(PROBLEM TO SOLVE) Below is some data; print it all back exactly.

DATA RECORDS Start Marker

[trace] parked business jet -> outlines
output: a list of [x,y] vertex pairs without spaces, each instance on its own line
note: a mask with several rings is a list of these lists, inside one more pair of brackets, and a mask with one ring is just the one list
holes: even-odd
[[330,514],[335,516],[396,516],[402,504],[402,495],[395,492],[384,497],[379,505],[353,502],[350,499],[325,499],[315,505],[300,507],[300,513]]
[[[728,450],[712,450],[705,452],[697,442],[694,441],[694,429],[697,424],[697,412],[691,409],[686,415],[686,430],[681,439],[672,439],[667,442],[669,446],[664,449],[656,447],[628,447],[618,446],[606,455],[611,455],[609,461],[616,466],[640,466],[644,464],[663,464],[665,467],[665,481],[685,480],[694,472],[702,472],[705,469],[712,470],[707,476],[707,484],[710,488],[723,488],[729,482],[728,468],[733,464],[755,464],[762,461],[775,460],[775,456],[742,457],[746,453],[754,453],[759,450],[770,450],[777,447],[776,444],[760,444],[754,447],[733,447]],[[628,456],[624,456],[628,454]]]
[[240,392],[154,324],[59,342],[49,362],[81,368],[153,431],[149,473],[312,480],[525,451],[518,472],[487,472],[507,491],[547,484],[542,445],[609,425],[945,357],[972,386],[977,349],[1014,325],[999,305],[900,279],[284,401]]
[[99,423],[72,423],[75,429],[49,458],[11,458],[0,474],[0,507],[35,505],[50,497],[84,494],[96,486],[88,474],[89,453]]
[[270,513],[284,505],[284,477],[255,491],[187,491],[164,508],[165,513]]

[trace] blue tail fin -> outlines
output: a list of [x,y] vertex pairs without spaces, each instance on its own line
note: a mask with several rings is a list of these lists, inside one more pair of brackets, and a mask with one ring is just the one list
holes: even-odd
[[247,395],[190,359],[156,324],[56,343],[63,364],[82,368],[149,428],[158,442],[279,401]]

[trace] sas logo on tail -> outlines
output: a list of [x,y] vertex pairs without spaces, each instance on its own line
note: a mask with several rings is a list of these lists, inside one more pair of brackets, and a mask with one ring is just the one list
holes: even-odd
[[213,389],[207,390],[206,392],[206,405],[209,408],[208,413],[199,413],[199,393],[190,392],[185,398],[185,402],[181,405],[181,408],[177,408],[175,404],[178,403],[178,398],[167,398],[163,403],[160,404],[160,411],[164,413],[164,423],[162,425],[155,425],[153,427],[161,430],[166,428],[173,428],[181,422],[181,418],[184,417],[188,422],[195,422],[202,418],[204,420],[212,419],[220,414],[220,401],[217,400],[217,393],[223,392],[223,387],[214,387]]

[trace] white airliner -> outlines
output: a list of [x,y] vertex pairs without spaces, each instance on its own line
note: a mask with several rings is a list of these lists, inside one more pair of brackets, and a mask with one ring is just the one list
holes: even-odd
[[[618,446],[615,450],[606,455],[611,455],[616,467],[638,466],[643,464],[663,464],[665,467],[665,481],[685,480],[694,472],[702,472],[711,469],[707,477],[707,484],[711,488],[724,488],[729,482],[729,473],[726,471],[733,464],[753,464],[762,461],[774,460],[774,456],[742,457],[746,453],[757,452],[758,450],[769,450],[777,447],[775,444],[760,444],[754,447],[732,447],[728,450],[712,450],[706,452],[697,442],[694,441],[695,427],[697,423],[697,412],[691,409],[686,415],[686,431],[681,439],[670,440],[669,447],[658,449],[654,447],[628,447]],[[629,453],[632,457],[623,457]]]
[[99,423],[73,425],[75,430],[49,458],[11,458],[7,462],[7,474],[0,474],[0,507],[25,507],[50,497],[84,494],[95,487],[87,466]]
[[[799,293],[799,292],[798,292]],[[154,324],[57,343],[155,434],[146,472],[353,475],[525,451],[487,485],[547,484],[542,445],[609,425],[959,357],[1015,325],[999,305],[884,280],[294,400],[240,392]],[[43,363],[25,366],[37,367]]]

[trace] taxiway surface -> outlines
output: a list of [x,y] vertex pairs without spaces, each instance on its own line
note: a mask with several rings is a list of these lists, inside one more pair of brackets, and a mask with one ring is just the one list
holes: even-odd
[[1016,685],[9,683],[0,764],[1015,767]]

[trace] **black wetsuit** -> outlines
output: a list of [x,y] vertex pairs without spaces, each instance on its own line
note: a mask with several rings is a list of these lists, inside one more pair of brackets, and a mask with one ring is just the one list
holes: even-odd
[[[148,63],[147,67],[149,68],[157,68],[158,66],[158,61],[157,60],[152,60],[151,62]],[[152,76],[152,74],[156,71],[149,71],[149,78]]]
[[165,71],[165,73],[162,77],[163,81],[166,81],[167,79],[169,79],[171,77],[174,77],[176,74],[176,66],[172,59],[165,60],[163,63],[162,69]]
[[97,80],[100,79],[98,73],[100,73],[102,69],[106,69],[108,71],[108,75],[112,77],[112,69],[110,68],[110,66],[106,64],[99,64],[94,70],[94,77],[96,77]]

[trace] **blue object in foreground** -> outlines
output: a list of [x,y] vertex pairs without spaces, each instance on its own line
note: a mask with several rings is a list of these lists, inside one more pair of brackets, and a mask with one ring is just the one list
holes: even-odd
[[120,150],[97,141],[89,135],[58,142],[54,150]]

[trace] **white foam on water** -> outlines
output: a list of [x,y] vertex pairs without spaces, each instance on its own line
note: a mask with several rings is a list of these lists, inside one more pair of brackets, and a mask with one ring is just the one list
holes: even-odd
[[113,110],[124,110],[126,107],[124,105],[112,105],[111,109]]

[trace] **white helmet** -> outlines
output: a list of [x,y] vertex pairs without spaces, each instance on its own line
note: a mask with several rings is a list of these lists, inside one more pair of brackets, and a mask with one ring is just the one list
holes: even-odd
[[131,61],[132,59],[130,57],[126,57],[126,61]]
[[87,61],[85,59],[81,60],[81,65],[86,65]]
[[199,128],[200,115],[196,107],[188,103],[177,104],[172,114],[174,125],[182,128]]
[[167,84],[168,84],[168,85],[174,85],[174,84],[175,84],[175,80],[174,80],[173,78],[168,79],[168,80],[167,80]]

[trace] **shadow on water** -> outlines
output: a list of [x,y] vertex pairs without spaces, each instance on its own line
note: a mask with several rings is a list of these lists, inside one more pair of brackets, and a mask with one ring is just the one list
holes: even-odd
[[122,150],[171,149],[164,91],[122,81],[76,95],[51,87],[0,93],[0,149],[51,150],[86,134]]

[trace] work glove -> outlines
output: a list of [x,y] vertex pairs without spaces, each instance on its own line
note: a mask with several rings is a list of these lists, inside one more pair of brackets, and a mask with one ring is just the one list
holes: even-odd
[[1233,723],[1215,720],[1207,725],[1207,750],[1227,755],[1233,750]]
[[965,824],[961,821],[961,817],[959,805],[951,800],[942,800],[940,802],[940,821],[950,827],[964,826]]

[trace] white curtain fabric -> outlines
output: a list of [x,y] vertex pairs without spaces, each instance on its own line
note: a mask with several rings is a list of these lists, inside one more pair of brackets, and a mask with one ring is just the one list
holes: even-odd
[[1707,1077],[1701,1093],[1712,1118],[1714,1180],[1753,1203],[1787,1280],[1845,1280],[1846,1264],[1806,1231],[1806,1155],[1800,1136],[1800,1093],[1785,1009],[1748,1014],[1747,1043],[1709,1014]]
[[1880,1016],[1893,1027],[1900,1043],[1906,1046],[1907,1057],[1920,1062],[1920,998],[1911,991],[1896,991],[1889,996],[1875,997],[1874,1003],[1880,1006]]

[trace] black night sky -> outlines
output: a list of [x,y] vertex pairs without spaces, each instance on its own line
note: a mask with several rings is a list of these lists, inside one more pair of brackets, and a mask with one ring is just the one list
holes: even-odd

DATA RECORDS End Marker

(REPLY TO THE EXERCISE)
[trace] parked business jet -> outlines
output: a list of [x,y] vertex pairs without spaces, each instance on its own line
note: a mask with several rings is a list of these lists, inside one more pair of brackets, and a mask with one ring is just the one list
holes: even-odd
[[330,514],[335,516],[396,516],[402,504],[402,495],[395,492],[384,497],[379,505],[353,502],[350,499],[325,499],[315,505],[300,507],[300,513]]
[[[728,450],[712,450],[705,452],[697,442],[694,441],[694,429],[697,424],[697,412],[691,409],[686,415],[686,430],[681,439],[672,439],[667,442],[669,446],[664,449],[656,447],[628,447],[618,446],[606,455],[611,455],[609,461],[616,466],[640,466],[644,464],[663,464],[665,467],[665,481],[685,480],[694,472],[702,472],[705,469],[712,470],[707,476],[707,484],[710,488],[723,488],[729,482],[728,468],[733,464],[755,464],[762,461],[775,460],[775,456],[742,457],[746,453],[754,453],[759,450],[770,450],[777,447],[776,444],[760,444],[754,447],[733,447]],[[628,456],[624,456],[628,454]]]
[[240,392],[154,324],[59,342],[49,362],[81,368],[153,431],[149,473],[312,480],[525,451],[518,472],[487,472],[507,491],[547,484],[542,445],[609,425],[945,357],[972,386],[977,349],[1014,325],[999,305],[900,279],[284,401]]
[[99,423],[72,423],[75,429],[49,458],[11,458],[0,474],[0,507],[35,505],[50,497],[84,494],[96,486],[88,474],[89,453]]
[[270,513],[284,505],[284,477],[255,491],[187,491],[164,508],[165,513]]

[trace] blue tail fin -> outlines
output: a list of [x,y] vertex pairs without spaces, each instance on its own line
note: a mask with several rings is a list of these lists, inside one more pair of brackets, and a mask with one ring is just the one list
holes: even-odd
[[247,395],[190,359],[156,324],[56,343],[63,364],[82,368],[149,428],[158,442],[279,401]]

[trace] sas logo on tail -> outlines
output: a list of [x,y] vertex pairs without spaces, each instance on its own line
note: a mask with several rings is a list of these lists, inside one more pair of brackets, and a mask with one ring is just the one list
holes: even-odd
[[213,389],[207,390],[206,392],[206,405],[209,408],[208,413],[199,413],[199,393],[190,392],[185,398],[185,402],[181,405],[181,408],[177,408],[175,404],[178,403],[178,398],[167,398],[163,403],[160,404],[160,411],[164,413],[164,423],[162,425],[155,425],[153,427],[161,430],[166,428],[173,428],[181,422],[181,418],[184,417],[188,422],[195,422],[202,418],[204,420],[212,419],[220,414],[220,401],[217,400],[217,393],[223,392],[223,387],[214,387]]

[trace] white airliner -> outlines
output: a list of [x,y] vertex pairs without spaces, each instance on its own line
note: a mask with several rings is a list of these lists, inside one more pair of brackets, and a mask with one ring is just the one list
holes: even-odd
[[[618,446],[615,450],[606,455],[611,455],[616,467],[638,466],[643,464],[663,464],[665,467],[665,481],[685,480],[694,472],[702,472],[711,469],[707,477],[707,484],[711,488],[724,488],[729,482],[729,473],[726,471],[733,464],[753,464],[762,461],[774,460],[774,456],[742,457],[746,453],[757,452],[758,450],[769,450],[777,447],[775,444],[760,444],[754,447],[732,447],[728,450],[712,450],[706,452],[697,442],[694,441],[695,427],[697,423],[697,412],[691,409],[686,415],[686,431],[681,439],[670,440],[669,447],[658,449],[654,447],[628,447]],[[629,453],[632,457],[623,457]]]
[[99,423],[73,425],[75,430],[49,458],[11,458],[7,462],[7,474],[0,474],[0,507],[25,507],[50,497],[84,494],[95,487],[87,466]]
[[[799,293],[799,292],[798,292]],[[154,324],[57,343],[155,434],[146,472],[353,475],[525,451],[487,485],[547,484],[542,445],[609,425],[959,357],[1015,325],[999,305],[884,280],[294,400],[240,392]],[[43,363],[25,366],[37,367]]]

[trace] taxiway surface -> outlines
output: a list of [x,y] vertex pairs without spaces, each instance on its own line
note: a mask with several rings is a list of these lists, inside one more pair of brackets, and a mask with one ring is just the one list
holes: even-odd
[[1016,685],[9,683],[0,764],[1015,767]]

[trace] **black wetsuit** -> outlines
output: a list of [x,y] vertex pairs without spaces, each instance on its own line
note: a mask with several rings is a list of these lists, inside one more pair of brackets, and a mask with one ring is just the one list
holes: even-odd
[[[148,63],[147,67],[149,68],[157,68],[158,66],[158,61],[157,60],[152,60],[151,62]],[[152,76],[152,74],[156,71],[149,71],[149,78]]]
[[165,71],[165,73],[162,77],[163,81],[166,81],[167,79],[169,79],[171,77],[174,77],[176,74],[176,66],[172,59],[165,60],[163,63],[162,69]]
[[97,80],[100,79],[98,73],[100,73],[102,69],[106,69],[108,71],[108,75],[112,77],[112,69],[110,68],[110,66],[106,64],[99,64],[94,70],[94,77],[96,77]]

[trace] **blue object in foreground** -> outlines
output: a list of [x,y] vertex pairs without spaces, each instance on its own line
note: a mask with several rings is a list of these lists, inside one more pair of brackets, and a mask with one ring is just the one list
holes: even-odd
[[120,150],[97,141],[89,135],[58,142],[54,150]]

[trace] **white foam on water** -> outlines
output: a list of [x,y] vertex pairs without spaces, each instance on its own line
note: a mask with several rings is a list of these lists, inside one more pair of brackets, and a mask with one ring is just the one list
holes: even-odd
[[113,110],[124,110],[126,107],[124,105],[112,105],[111,109]]

[trace] **white helmet** -> outlines
output: a list of [x,y] vertex pairs without spaces, each instance on its own line
note: a mask with several rings is a list of these lists, inside one more pair of brackets, and a mask with one ring is just the one list
holes: even-odd
[[131,61],[132,59],[130,57],[126,57],[126,61]]
[[87,61],[85,59],[81,60],[81,65],[86,65]]
[[199,128],[200,115],[196,107],[188,103],[177,104],[172,114],[174,125],[182,128]]
[[167,84],[168,84],[168,85],[174,85],[174,84],[175,84],[175,80],[174,80],[173,78],[168,79],[168,80],[167,80]]

[trace] **shadow on water** -> outlines
output: a list of [x,y] vertex pairs without spaces, each instance on its own line
note: a mask with several rings is a list of these lists, inside one more pair of brackets, and a mask with one ring is just the one list
holes: even-odd
[[122,150],[171,149],[164,91],[122,81],[76,95],[51,87],[0,93],[0,149],[51,150],[86,134]]

[trace] work glove -> outlines
output: a list of [x,y] vertex pairs without spaces, each instance on its own line
note: a mask with several rings is a list of these lists, inside one more pair of brackets, and a mask with one ring is just the one list
holes: even-odd
[[1233,723],[1215,720],[1207,725],[1207,750],[1227,755],[1233,750]]
[[965,824],[961,821],[961,817],[959,805],[951,800],[942,800],[940,802],[940,821],[950,827],[964,826]]

[trace] white curtain fabric -> outlines
output: a list of [x,y] vertex pairs without spaces, each instance on its own line
note: a mask with several rings is a list of these lists, inside one more pair of brackets, and a mask with one ring is just the one list
holes: even-odd
[[1707,1077],[1701,1093],[1712,1118],[1714,1180],[1753,1203],[1787,1280],[1845,1280],[1846,1264],[1806,1231],[1806,1155],[1800,1136],[1800,1093],[1785,1009],[1748,1014],[1747,1043],[1709,1014]]
[[1880,1016],[1893,1027],[1900,1043],[1906,1046],[1907,1057],[1920,1062],[1920,998],[1911,991],[1896,991],[1889,996],[1875,997],[1874,1003],[1880,1006]]

[trace] black night sky -> outlines
output: a list of [x,y] vertex pairs without spaces, each instance on its own line
note: a mask with several rings is a list of these lists, inside one more pair of brackets, and a mask with one ring is just the one list
holes: even-odd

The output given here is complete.